═════ Document text ═════
I hate being a junkie!!!


Sunday, January 24, 2010

RELAPSE WHAT A NICE WAY TO SAY FUCK UP!

I swore I'd never go down this road again, and here I am, using needles to pump "medication", directly into my veins and pretending it's not being a junkie.  Addicted to heroin and all other opiates through out the years, I knew better, now, I straight up Fucked Up, New I was when I did it, and did it anyway, that's addiction.

Now I have to try to quit, but this time, the doctor gives it to me, not that I only take what he prescribes, I take what he prescribes to my "friends" too, at a price, $10, $20, $50 a pill, wow, heroin was so much cheaper.  But I live in the "country" now, had to get away from the big bad city and all the drug dealers, hah!  I'm not afraid of being dope sick, or kicking, but I know now, that I do it, cuz I'm just not happy, with my life, period, and no one can change that but me.  Quitting goes through my mind, but to be honest, I have a pill sitting right in front of me, put it in my mouth like I should, is out of the question.  My mind is wondering if I should just stop typing for a few minutes, hook it up, do it and come back to typing.  I'm being honest people, that's me, fucked up.  WOW, it sure brings it to light when I read what I wrote.  I'm a junkie again, and I gotta stop.  It's time.

It's just so easy to find oxycontin, morphine, dilaudid, vicodin, all of it, right in my lap, IF you have the money.  Right now I'm broke, so really I shouldn't be wasting a pill when I'm not in pain or sick, but I prefer being high to not, it's a struggle, not just everyday, but many many times a day.  I have a script for 60 dilaudid 4, and if lasts more than 3 days, its a damn miracle.  WHAT THE HELL IS WRONG WITH ME! I could so easily kill myself, "by accident", DAMN, I gotta stop it!  I can't afford it, and I know my next step is to go out and start stealing to get money, then there's the chance that I'll get caught, not just a chance, practically a guarantee, and then my 14 yr old boy, what will happen to him.  No father, nobody, he'd end up in foster care, learning all the evil ways of the world.  I gotta stop this from getting worse, I have to.  Until next time....

~~ a junkie mom

RELAPSED!!!!!!
═════
- [Exercise requirements]:
A - In the relapse blog post, how old is the writer's son?
B - Write the next part of the relapse blog post, picking up right after its final line.
═════ Data ═════
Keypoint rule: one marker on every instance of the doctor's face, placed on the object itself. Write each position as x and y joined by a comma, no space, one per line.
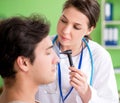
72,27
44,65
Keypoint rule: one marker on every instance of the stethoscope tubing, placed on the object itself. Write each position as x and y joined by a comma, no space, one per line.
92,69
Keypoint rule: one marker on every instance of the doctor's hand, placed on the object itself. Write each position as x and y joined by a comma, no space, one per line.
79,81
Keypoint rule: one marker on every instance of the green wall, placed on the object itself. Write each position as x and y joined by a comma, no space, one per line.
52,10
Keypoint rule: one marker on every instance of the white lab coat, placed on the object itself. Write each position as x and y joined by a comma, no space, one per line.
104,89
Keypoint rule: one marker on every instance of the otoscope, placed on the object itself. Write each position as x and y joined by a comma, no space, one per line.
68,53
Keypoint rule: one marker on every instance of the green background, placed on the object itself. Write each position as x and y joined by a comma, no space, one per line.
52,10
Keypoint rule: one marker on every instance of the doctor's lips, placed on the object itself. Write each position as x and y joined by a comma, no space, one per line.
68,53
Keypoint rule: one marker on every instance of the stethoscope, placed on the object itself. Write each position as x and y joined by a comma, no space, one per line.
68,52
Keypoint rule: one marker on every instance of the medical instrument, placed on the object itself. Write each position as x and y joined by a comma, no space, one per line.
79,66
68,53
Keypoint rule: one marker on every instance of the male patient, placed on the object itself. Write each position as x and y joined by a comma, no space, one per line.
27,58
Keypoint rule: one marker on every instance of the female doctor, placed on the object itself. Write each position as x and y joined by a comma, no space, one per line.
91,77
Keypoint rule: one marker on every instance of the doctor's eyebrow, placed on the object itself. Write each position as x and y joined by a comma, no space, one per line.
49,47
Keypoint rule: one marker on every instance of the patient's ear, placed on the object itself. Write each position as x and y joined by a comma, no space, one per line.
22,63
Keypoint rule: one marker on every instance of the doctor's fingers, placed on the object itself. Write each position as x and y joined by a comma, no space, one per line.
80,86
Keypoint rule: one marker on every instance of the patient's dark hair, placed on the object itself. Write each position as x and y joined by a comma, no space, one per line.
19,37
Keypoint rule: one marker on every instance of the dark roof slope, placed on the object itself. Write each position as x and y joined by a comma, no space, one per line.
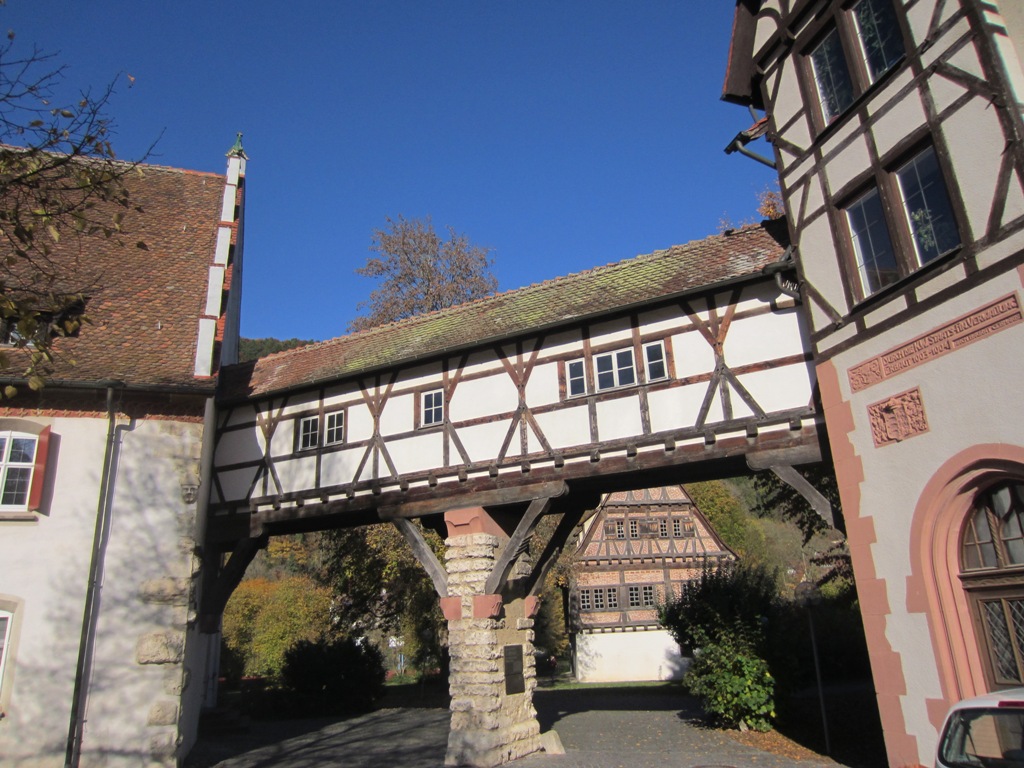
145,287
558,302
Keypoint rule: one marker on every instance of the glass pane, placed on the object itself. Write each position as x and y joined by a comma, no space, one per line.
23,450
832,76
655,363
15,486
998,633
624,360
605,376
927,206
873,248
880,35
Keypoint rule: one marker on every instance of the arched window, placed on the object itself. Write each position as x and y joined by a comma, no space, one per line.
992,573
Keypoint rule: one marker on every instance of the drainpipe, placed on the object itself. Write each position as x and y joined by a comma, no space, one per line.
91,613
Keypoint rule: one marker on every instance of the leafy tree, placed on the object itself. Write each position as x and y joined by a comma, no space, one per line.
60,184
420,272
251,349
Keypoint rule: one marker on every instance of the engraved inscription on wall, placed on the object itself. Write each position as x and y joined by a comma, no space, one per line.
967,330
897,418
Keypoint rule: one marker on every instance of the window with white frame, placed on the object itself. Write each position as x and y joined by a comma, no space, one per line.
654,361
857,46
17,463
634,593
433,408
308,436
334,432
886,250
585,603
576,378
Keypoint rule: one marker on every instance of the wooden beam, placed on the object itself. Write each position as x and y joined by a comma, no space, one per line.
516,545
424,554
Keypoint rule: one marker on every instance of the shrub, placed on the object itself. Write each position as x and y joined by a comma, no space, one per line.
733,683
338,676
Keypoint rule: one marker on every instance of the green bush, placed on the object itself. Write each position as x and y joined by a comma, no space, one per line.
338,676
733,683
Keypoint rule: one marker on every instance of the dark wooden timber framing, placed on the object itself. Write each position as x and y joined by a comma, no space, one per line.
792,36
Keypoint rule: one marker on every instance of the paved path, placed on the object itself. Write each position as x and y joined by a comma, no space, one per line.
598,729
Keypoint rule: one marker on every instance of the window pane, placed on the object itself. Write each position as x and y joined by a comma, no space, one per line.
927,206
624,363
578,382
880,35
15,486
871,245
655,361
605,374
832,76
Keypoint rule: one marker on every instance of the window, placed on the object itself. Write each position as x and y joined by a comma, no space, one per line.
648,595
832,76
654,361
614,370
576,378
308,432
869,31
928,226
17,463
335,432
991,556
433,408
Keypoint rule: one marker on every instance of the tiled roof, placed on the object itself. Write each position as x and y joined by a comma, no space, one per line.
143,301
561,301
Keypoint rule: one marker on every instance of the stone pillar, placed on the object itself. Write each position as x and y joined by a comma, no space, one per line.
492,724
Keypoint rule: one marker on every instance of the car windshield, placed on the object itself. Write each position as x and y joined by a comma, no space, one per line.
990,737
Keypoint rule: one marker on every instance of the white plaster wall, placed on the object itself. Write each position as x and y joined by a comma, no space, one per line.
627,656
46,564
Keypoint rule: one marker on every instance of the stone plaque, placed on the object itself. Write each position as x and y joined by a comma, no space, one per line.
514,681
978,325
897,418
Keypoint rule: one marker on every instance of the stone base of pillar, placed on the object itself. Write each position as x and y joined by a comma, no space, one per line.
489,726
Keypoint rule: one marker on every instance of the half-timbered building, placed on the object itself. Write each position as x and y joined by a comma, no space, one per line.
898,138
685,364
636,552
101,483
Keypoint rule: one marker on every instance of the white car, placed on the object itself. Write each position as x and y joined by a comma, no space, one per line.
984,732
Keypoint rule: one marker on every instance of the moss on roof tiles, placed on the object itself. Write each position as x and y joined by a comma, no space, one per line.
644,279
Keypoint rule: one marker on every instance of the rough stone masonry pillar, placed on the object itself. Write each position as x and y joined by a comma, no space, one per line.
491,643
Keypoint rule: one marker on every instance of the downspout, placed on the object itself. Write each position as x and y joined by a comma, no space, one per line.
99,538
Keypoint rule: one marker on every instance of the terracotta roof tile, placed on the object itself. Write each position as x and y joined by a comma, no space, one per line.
═════
- [Answers to each task]:
A - He is 14 years old.

B -
Why do I keep relapsing?  I know the answer, it's because I'm not "spiritually fit".  I remember how that felt, I was clean and sober for years, but I can't seem to get it back.  Unfortunately my life is upside down, and I'm not in the same position I was when I first quit doing drugs.  I relapsed because I got carried away with the pain pills prescribed to me for back pain.  I knew better!  We all know Better!  I've got every excuse in the world, pain being the first, but I'm simply not capable of taking my meds right!  I'm a dope fiend, and seems like I always will be.  Even when I know it means I'll run out before it's time for a refill, I still mess up.  Eventually I'll learn from my mistakes, and take my own advice.  Advice I wrote while I was still sober.  I think I'll go back and read it again.  Maybe it will help you too.  Good luck.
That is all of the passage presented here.